▸ **Task input**:

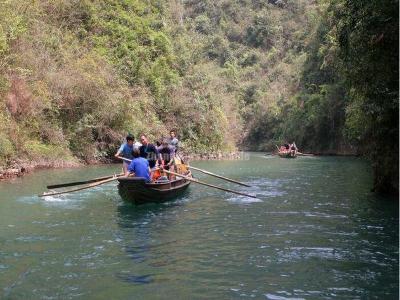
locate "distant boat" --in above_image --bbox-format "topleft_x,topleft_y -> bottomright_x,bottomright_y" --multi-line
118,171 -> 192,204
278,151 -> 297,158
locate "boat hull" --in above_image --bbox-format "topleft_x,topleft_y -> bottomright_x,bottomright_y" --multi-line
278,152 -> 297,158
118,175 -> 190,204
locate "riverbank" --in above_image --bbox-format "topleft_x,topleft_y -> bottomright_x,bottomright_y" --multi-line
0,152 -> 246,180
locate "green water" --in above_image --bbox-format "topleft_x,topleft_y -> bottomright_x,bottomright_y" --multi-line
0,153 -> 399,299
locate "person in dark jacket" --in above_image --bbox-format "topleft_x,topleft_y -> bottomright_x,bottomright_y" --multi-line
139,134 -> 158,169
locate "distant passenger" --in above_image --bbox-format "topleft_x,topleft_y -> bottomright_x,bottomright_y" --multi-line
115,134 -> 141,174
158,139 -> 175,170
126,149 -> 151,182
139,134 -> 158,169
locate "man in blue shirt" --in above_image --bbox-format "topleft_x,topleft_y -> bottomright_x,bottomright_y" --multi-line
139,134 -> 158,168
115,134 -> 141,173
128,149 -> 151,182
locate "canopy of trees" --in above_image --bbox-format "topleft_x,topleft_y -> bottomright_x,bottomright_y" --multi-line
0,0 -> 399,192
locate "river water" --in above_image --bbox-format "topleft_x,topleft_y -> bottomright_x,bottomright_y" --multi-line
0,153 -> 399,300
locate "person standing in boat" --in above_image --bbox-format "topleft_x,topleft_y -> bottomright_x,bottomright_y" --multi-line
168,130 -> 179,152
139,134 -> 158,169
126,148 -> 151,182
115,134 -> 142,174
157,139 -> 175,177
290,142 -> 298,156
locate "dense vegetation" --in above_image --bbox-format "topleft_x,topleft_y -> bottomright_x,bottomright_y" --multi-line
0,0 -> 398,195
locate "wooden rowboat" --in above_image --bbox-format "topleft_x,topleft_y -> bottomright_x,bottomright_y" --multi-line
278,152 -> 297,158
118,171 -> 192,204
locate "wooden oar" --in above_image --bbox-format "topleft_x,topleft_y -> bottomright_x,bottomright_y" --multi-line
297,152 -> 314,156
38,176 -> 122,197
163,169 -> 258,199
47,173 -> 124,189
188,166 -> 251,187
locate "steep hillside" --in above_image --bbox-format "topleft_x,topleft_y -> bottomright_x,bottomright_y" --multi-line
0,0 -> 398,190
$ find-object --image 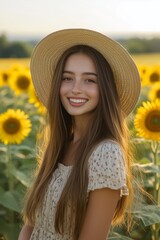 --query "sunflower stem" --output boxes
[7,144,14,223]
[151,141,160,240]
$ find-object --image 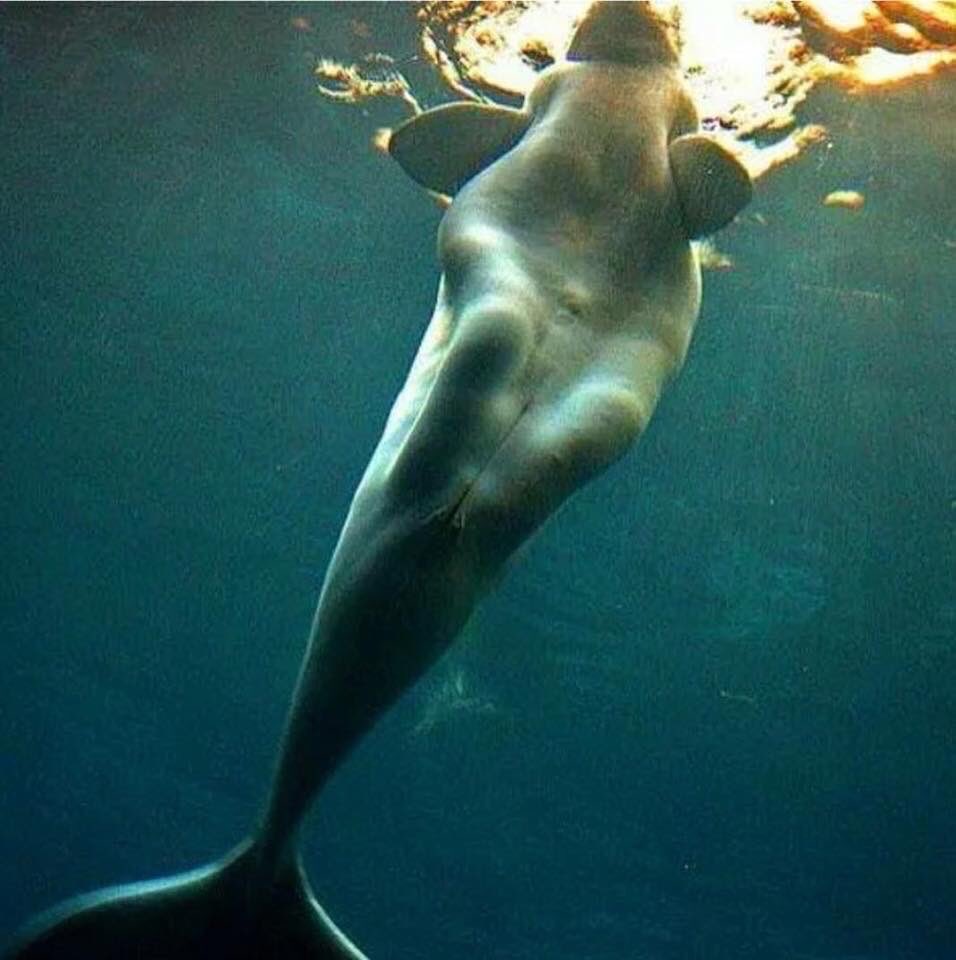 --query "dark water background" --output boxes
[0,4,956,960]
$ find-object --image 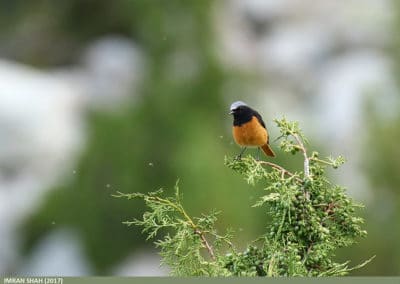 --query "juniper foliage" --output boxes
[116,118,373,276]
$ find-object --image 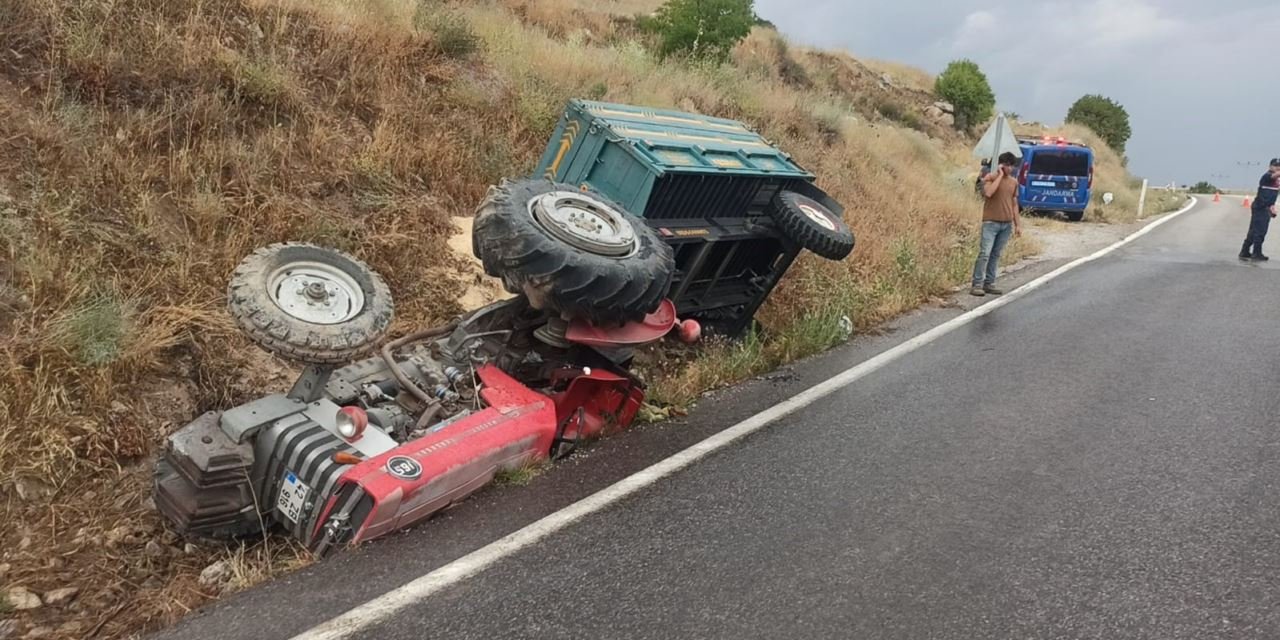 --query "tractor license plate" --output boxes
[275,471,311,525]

▸ **What is needed**: Find every row above that contains the word "distant", matching case exactly, and copy each of those rows in full.

▸ **The response**:
locate "distant boat" --in above_image --bbox-format "topleft_x,topleft_y -> bottomright_x,bottomright_y" --multi-line
locate "distant passenger" --in above_image --bbox-format "topleft_x,topleft_y -> bottomright_x,bottomright_y" --multi-line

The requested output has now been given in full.